*** Supplied material

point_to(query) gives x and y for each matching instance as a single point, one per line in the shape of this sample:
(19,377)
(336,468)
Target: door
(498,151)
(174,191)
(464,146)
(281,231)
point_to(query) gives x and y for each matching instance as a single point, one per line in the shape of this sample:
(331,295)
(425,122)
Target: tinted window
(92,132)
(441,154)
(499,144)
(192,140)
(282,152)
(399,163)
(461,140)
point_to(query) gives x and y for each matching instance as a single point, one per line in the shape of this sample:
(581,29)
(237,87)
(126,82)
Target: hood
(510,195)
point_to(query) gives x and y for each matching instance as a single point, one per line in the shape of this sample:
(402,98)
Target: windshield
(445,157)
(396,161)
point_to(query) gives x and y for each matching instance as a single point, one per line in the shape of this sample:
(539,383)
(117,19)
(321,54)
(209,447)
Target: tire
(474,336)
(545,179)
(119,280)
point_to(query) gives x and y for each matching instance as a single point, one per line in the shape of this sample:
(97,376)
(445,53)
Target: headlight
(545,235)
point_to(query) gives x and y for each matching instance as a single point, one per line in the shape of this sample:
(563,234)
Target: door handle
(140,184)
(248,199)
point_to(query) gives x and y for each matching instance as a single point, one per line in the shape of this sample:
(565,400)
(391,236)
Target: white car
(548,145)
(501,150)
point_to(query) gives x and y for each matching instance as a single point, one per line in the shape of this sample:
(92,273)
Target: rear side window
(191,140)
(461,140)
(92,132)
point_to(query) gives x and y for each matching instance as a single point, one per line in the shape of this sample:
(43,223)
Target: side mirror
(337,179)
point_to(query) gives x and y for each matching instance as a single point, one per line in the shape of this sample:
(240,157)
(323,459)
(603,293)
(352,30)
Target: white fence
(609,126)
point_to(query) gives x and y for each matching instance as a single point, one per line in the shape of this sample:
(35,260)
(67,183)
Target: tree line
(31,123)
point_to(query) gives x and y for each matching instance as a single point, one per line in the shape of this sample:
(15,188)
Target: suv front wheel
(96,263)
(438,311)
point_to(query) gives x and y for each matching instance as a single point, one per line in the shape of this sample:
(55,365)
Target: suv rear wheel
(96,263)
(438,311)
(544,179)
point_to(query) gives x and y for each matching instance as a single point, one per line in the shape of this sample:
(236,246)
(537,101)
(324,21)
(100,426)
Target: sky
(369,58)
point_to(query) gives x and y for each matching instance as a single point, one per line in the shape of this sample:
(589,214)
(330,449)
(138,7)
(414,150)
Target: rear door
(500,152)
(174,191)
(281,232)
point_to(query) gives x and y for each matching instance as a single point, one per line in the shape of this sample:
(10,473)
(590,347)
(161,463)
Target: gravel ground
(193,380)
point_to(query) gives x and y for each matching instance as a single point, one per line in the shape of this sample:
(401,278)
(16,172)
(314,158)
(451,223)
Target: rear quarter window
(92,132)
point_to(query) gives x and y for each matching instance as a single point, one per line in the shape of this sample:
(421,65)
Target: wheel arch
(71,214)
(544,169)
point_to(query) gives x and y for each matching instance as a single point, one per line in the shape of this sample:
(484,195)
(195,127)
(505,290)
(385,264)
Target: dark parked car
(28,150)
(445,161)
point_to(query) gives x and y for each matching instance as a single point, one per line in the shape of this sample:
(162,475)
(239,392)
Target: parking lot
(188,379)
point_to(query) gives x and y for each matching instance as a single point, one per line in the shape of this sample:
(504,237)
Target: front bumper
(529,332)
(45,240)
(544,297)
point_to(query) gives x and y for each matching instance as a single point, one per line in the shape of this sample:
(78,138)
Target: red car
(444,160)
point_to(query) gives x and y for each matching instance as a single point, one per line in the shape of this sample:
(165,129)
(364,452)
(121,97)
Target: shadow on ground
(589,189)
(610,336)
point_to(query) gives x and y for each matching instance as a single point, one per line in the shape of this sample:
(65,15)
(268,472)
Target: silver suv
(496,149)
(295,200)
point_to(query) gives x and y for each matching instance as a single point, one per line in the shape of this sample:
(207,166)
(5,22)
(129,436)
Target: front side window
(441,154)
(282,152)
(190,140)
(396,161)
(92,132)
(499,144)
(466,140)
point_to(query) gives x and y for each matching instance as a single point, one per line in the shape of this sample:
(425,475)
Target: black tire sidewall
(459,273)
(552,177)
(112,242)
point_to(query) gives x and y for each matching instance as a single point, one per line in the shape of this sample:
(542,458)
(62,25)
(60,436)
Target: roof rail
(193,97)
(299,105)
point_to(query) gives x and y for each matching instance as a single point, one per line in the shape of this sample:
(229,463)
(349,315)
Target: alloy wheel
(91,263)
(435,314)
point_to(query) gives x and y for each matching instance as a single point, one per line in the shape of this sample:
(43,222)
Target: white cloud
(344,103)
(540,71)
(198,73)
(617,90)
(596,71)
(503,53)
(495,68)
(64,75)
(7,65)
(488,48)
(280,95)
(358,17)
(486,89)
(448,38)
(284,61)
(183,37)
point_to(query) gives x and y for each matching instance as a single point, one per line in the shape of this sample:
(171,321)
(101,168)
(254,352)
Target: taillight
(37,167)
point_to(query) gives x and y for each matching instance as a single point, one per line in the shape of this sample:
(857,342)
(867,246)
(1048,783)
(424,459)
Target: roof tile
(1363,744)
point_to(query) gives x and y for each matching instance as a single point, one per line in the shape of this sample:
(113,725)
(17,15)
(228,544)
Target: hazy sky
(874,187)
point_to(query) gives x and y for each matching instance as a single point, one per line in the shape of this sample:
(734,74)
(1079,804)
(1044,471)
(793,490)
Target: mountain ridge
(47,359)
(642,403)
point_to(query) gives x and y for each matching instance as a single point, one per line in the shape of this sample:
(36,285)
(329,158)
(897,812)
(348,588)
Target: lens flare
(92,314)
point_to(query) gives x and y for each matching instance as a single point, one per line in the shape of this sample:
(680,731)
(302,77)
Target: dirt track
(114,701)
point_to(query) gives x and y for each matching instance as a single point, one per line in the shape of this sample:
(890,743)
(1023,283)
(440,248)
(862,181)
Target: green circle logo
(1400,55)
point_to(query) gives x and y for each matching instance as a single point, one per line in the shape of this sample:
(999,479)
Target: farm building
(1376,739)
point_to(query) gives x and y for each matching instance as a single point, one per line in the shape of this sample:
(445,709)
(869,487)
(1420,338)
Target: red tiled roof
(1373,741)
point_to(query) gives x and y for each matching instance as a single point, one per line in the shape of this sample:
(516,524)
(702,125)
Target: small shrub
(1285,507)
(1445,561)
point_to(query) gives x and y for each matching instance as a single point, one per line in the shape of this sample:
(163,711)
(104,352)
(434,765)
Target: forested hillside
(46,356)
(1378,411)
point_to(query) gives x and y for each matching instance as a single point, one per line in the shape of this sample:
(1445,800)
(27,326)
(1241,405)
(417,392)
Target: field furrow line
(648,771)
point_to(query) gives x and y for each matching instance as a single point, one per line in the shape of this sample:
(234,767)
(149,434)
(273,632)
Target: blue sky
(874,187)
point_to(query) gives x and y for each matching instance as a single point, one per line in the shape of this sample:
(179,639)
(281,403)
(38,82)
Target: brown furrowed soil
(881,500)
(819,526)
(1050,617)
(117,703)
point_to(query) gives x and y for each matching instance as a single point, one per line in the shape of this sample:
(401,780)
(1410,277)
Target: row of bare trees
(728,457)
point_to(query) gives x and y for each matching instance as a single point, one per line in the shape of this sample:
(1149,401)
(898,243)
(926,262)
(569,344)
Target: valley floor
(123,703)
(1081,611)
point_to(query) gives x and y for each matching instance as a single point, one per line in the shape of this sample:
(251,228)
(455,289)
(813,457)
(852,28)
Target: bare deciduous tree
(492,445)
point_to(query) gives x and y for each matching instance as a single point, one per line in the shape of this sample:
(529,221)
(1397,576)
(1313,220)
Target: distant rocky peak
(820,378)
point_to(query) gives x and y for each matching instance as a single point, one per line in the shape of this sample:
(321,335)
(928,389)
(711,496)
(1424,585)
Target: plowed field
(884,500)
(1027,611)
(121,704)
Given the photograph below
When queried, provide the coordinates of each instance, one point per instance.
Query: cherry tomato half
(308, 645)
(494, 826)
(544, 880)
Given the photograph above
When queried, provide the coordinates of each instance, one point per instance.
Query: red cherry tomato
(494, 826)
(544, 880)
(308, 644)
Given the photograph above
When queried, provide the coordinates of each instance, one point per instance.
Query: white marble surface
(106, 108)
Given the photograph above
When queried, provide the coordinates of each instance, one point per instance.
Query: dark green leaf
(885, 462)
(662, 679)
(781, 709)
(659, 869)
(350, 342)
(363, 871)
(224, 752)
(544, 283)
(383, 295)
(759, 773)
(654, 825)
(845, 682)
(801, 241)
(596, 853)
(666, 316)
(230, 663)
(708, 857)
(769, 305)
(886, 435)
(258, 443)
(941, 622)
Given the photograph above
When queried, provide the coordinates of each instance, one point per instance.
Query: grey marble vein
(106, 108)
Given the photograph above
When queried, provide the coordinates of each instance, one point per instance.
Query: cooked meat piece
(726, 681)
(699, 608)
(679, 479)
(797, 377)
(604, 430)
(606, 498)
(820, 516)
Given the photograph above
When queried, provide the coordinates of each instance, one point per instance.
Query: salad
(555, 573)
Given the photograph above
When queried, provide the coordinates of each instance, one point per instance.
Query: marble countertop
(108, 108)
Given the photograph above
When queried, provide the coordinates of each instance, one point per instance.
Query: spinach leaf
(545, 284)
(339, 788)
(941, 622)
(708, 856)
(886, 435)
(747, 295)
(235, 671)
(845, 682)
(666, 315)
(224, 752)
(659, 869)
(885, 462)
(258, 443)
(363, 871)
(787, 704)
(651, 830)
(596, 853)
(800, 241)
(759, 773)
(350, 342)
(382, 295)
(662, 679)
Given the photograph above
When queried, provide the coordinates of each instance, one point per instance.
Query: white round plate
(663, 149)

******

_Your goal_
Print exactly the lines from the one with "Given the photograph below" through the end of the data, inclusive.

_Task result_
Given the photograph below
When queried, provide the coordinates of each instance, one point per instance.
Query: cherry tomato half
(308, 645)
(494, 826)
(544, 880)
Given the photograph above
When queried, provide the coordinates of each instance, one point per instance.
Query: red cherry tomato
(494, 826)
(544, 880)
(308, 644)
Given the photograph above
When queried, provide the coordinates of each instance, one point per instance.
Query: white marble surface
(106, 108)
Given the photograph above
When queried, provide the coordinates of each instance, one point per instance.
Query: dark green leaf
(885, 462)
(662, 679)
(781, 709)
(659, 869)
(350, 342)
(363, 871)
(224, 752)
(544, 283)
(383, 295)
(759, 773)
(654, 825)
(845, 682)
(801, 241)
(596, 853)
(666, 316)
(230, 663)
(708, 857)
(769, 305)
(886, 435)
(258, 443)
(941, 622)
Given the photograph above
When queried, provide the coordinates of each instance, one point per instance.
Query: grey marble vein
(106, 108)
Given the photograph above
When queried, provide the coordinates of each instance, one point per instance.
Query: cooked meat piece
(726, 681)
(699, 608)
(679, 479)
(797, 377)
(604, 430)
(606, 498)
(820, 516)
Given the photograph above
When queried, provide the coordinates of each instance, one point per instance.
Query: salad
(555, 573)
Given the photograph above
When queried, provide the coordinates of each instance, one point per instance.
Query: marble countertop
(108, 108)
Given the photograph above
When queried, provide the coordinates of each instance, one point per instance.
Query: spinach leaf
(545, 284)
(339, 788)
(941, 622)
(708, 856)
(886, 435)
(747, 295)
(235, 671)
(845, 682)
(666, 315)
(224, 752)
(659, 869)
(885, 462)
(258, 443)
(363, 871)
(787, 704)
(651, 830)
(596, 853)
(800, 241)
(759, 773)
(350, 342)
(382, 295)
(662, 679)
Given the photograph above
When queried, provide the coordinates of each instance, one point per instance.
Query: white round plate
(663, 149)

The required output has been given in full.